Could you transcribe every entry exactly, leaving nothing out?

---------- INPUT DATA ----------

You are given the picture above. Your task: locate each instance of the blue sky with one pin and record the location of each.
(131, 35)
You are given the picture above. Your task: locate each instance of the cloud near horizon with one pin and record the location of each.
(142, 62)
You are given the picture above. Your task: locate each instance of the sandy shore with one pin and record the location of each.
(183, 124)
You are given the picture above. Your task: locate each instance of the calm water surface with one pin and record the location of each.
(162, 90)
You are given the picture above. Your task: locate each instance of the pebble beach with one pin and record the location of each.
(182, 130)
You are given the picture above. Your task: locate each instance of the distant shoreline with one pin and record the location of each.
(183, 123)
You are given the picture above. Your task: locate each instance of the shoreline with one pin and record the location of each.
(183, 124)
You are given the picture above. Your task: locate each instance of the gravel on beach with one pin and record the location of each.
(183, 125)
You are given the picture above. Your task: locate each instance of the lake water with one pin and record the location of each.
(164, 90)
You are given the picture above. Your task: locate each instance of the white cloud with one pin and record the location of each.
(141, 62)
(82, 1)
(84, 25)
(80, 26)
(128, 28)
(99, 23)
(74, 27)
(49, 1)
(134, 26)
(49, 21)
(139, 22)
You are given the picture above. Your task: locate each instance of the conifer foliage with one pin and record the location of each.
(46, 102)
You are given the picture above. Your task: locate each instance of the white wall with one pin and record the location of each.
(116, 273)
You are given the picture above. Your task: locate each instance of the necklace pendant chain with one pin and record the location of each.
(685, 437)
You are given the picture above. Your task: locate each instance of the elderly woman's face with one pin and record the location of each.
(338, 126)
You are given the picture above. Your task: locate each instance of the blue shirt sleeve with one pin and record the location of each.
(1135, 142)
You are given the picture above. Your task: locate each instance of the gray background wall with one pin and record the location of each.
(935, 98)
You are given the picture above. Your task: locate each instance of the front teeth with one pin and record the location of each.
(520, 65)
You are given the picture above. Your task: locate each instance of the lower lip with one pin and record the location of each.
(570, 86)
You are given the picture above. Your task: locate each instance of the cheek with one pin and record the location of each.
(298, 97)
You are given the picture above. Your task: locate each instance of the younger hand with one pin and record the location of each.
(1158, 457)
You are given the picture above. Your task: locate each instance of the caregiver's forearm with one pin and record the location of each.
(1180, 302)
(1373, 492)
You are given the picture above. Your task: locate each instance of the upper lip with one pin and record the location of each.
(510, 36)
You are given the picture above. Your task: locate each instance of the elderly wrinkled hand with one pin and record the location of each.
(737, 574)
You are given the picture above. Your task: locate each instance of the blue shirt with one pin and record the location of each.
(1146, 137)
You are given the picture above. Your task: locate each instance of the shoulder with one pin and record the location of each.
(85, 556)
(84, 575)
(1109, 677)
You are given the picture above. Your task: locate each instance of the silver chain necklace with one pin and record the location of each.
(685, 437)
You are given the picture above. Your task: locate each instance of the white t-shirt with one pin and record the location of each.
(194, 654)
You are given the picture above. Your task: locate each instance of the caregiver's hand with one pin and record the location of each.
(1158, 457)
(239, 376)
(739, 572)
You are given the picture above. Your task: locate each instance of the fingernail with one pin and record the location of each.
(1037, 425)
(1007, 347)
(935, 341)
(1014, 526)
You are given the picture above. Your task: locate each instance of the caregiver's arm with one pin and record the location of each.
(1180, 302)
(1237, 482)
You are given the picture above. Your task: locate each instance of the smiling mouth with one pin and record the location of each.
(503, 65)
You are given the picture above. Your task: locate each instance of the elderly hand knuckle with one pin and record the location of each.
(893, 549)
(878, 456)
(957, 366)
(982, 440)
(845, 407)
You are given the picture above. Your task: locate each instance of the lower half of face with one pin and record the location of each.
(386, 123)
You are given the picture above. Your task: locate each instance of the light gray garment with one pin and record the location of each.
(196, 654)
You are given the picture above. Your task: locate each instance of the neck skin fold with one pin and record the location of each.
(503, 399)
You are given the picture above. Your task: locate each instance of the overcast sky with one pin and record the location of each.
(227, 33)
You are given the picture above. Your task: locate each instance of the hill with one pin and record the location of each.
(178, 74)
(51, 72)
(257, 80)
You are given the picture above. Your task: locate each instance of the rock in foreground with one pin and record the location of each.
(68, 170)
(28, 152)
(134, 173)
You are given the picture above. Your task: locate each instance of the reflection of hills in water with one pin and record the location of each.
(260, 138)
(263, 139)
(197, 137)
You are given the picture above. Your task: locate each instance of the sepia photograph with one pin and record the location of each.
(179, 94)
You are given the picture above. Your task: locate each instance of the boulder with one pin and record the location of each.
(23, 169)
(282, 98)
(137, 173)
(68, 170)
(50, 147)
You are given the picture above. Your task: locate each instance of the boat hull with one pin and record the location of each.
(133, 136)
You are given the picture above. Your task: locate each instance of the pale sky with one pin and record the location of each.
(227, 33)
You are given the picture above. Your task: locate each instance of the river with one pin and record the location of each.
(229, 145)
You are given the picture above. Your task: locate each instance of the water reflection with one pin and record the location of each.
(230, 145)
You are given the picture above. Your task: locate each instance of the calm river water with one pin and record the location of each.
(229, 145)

----------

ANSWER TO THE PROBLEM =>
You are given the picture above. Your task: locate each instance of the blue sky with one pin and record the location of each.
(131, 35)
You are given the picture above. Your task: locate each instance of the cloud near horizon with one pin and record the location of each.
(142, 62)
You are given the picture above. Your task: locate each instance of the sandy shore with one pin and record the location of each.
(183, 124)
You are given the picture above. Your task: locate each instance of the calm water surface with one pin and record the location of each.
(162, 90)
You are given the picture above. Your task: locate each instance of the pebble beach with one pin and record the location of each.
(182, 130)
You are given the picture above. Your task: locate each instance of the distant shoreline with one pin and record the location of each.
(183, 123)
You are given the picture above. Your task: locate each instance of the shoreline with one pin and record the location of each.
(183, 124)
You are given the picture above. Your task: locate each instance of the gravel on beach with one pin and record the location of each.
(183, 125)
You are given the picture above. Your task: locate each instance of the lake water with one pin and record the location of each.
(164, 90)
You are given the picture above. Your task: locate each instance of the white cloud with one pin and record the location of each.
(141, 62)
(82, 1)
(84, 25)
(80, 26)
(128, 28)
(99, 23)
(74, 27)
(49, 1)
(134, 26)
(49, 21)
(139, 22)
You are given the picture above. Your task: locate each instance of the conifer foliage with one pin and record the location of each.
(46, 102)
You are given the picture above. Your task: locate each instance of the white wall with one pin and record the location of each.
(116, 273)
You are given the picture above. Your task: locate each instance of the necklace pendant chain with one pin and record the location of each.
(685, 437)
You are given the picture above. Your task: locate each instance of the elderly woman's face with one pin and record the location of each.
(338, 126)
You are given the picture above. Your task: locate each instance of the blue shirt sleeve with one pin and record the location of each.
(1135, 142)
You are given the picture above. Your task: locate each instance of the gray background wall with one pin and record the location of each.
(935, 98)
You are given the picture above. Your task: locate each instance of the front teeth with one pin and record the location of each.
(520, 65)
You are given the picture above. Your task: locate each instance of the lower lip with one pin and record the location of each.
(570, 86)
You are given the picture above. Your task: locate each instance of the cheek with one pin and record the location of each.
(298, 97)
You are given the picture above. Your task: locate each instance of the younger hand with one pin and record the location of each.
(1158, 457)
You are given the picture above. Your task: locate each instance of the caregiver's forearm with one pin and record the location of each.
(1180, 302)
(1373, 492)
You are given the picture above. Your task: locate each instance of the upper lip with one pin and record the location of each.
(510, 36)
You are given the picture above. Your task: locate each instance of the elderly wrinkled hand with one pin and record the location of each.
(737, 574)
You are given the picture above. Your task: locate each instance of the blue shirt with one pin and record the location of each.
(1146, 137)
You are given the picture above. Your task: locate each instance of the shoulder with one pin and record the location of each.
(85, 556)
(84, 575)
(1109, 677)
You are given the picture above. Your task: locate each instance of the silver chain necklace with one pin and record the location of each.
(685, 437)
You are given the picture above. Your task: locate each instance of the white t-shirt with one pin and record the location of each.
(194, 654)
You are given the picture above. Your task: locate each instance of the caregiver's hand with one pin and record the location of each.
(1158, 457)
(239, 376)
(739, 572)
You are given the picture above. Your task: locate each instance of the fingernail with one pin and record the location of each.
(1037, 425)
(1007, 347)
(935, 341)
(1014, 526)
You are given the picture above. Your task: locate each instance of the caregiver's arm with one pin and record the location of each.
(1180, 302)
(1237, 482)
You are given the picture above. Your task: locate each instance of the smiling mouth with one pin and record the location of each.
(503, 65)
You are given the picture above. Your task: locate each instance of the elderly hand knuckle with one pin and record the location of each.
(893, 549)
(878, 456)
(957, 366)
(982, 440)
(845, 407)
You are given the picture above. Your task: locate each instance of the lower half of face with one pin and record the location of each.
(386, 123)
You are given the picture above. Your task: locate each instance of the light gray garment with one pin and record the location of each.
(196, 654)
You are given the picture above. Your task: locate each instance of the neck skin fold with one pin and record the location of each.
(503, 399)
You are given the picture above. Your task: locate each instance of the overcast sky with one pin and record the location of each.
(227, 33)
You are given the picture above. Your task: locate each instance of the hill with one pin and record the location of each.
(178, 74)
(51, 72)
(257, 80)
You are given the picture above. Your task: locate each instance of the rock in foreground with one pin and record the location of each.
(68, 170)
(28, 152)
(134, 173)
You are given the picture above. Your task: locate each instance of the reflection of hills in water with one pin and record the location of each.
(260, 138)
(263, 139)
(197, 137)
You are given the picture above. Your task: locate each instance of the sepia photograph with one pin and record the location of each.
(179, 94)
You are given the picture above. Your task: locate each instance of the boulder with one pin and record the location of each.
(23, 169)
(282, 98)
(137, 173)
(68, 170)
(50, 147)
You are given the picture above. Your task: locate each instance of the boat hull with one pin and record the location of each.
(133, 136)
You are given the picture above. Your task: locate each instance of the pale sky with one pin and record the location of each.
(227, 33)
You are given the picture above. Your task: locate each instance of the river with one pin and record the location of each.
(229, 145)
You are given the picture above. Your task: locate each instance of the water reflection with one pin and record the location of each.
(230, 145)
You are given the picture above. Your task: locate each instance of the calm river water with one pin and record the location of each.
(229, 145)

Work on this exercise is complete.